### SUA TAREFA
Copie sem nenhuma alteração as linhas que vão da linha com "point: stone monument" até a linha com "column 265, row 246", incluindo as duas, e nada além delas.

-- -- --

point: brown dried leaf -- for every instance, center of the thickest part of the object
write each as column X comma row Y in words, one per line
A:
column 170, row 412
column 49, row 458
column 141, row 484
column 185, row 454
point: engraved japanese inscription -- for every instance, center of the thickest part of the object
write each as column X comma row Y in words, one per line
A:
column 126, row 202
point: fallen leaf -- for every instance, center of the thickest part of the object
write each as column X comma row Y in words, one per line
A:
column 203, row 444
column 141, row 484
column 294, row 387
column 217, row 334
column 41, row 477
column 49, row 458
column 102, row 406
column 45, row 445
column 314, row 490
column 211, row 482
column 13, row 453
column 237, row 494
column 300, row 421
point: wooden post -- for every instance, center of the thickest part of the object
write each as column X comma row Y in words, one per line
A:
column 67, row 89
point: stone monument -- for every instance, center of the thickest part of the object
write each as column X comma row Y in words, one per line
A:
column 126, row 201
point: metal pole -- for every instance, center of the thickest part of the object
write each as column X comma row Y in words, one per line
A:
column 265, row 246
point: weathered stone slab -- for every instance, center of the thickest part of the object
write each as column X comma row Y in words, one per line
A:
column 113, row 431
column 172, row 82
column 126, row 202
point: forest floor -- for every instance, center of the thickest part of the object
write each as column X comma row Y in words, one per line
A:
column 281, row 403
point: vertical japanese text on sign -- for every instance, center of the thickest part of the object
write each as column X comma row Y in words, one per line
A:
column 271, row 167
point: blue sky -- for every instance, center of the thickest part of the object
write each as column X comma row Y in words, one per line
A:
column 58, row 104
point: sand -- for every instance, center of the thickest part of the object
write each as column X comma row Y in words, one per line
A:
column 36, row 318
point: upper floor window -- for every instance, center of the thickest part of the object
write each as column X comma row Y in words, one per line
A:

-- -- --

### RESPOSTA FINAL
point: stone monument -- for every instance, center of the thickest part of the object
write each as column X comma row Y in words, one per line
A:
column 126, row 201
point: metal pole -- for every instance, center of the thickest part of the object
write each as column X comma row Y in words, one per line
A:
column 265, row 246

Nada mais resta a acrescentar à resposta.